DOCUMENT
June 1
st
- 5
th
The night bus from Panama to Almirante
came with the usual side-effects: a constant repositioning of my legs
to try and get more comfortable, back ache and a stiff neck. The fact
that I couldn't sleep did mean, however, that I saw a beautiful sun
rise over the coast and jungle. There was a strip of mist across the
horizon, a crisp morning ambiance and shades of yellow and orange
emerged from the night sky. I often want to be able to click my
fingers and have my family and friends with me at such times so they can share in such magical moments - I know that no
words of mine nor any photos can do justice to what my eyes saw.
Having no guide book on Central
America, I arrived in Almirante a little confused, thinking it was a
port town but seeing no water anywhere. Luckily, I had met a couple
of Germans, Ernesto and Julian, and a Swedish girl, Anne, en route
who were more clued up than I on the logistics of getting to Isla
Colon, the island on which my destination, the town Bocas del Toro, stands. We jumped
in a minibus together for the short ride to the shore and then
boarded a water taxi for a 45 minute ride over to the island.

WORKING DATA

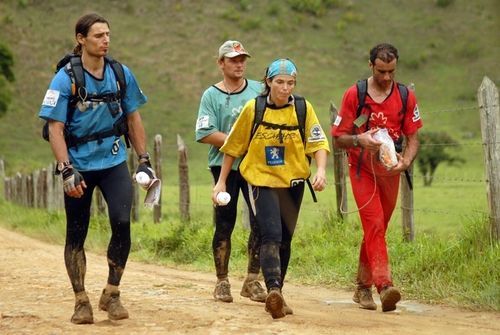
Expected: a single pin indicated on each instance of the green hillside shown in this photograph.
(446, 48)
* * *
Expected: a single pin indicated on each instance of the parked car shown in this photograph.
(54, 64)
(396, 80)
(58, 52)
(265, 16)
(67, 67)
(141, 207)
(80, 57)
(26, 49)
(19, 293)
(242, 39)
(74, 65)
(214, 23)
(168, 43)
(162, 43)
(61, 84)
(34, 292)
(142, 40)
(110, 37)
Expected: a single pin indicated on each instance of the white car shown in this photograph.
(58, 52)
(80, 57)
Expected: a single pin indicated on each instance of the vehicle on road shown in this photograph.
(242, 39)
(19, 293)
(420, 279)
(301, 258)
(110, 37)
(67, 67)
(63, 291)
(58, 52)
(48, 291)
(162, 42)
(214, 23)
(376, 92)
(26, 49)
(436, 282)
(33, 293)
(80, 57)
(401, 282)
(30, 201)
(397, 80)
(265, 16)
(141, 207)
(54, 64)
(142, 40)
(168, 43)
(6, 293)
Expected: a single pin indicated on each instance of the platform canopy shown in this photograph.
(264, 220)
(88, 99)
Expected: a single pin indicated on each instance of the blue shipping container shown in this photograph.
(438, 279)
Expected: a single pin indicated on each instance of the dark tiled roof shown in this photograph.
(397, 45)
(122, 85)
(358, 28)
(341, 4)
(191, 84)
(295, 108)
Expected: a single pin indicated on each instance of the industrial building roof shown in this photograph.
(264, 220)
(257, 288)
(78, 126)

STATED PROBLEM A
Extract the passage of the travel account between "Having no guide" and "to the island.", inclusive.
STATED PROBLEM B
Pick out every line of the records that contains the string "roof", and treat uppercase and lowercase letters as different.
The travel account and the records have nothing to do with each other.

RESULT A
Having no guide book on Central
America, I arrived in Almirante a little confused, thinking it was a
port town but seeing no water anywhere. Luckily, I had met a couple
of Germans, Ernesto and Julian, and a Swedish girl, Anne, en route
who were more clued up than I on the logistics of getting to Isla
Colon, the island on which my destination, the town Bocas del Toro, stands. We jumped
in a minibus together for the short ride to the shore and then
boarded a water taxi for a 45 minute ride over to the island.

RESULT B
Expected: a single pin indicated on each instance of the dark tiled roof shown in this photograph.
Expected: a single pin indicated on each instance of the industrial building roof shown in this photograph.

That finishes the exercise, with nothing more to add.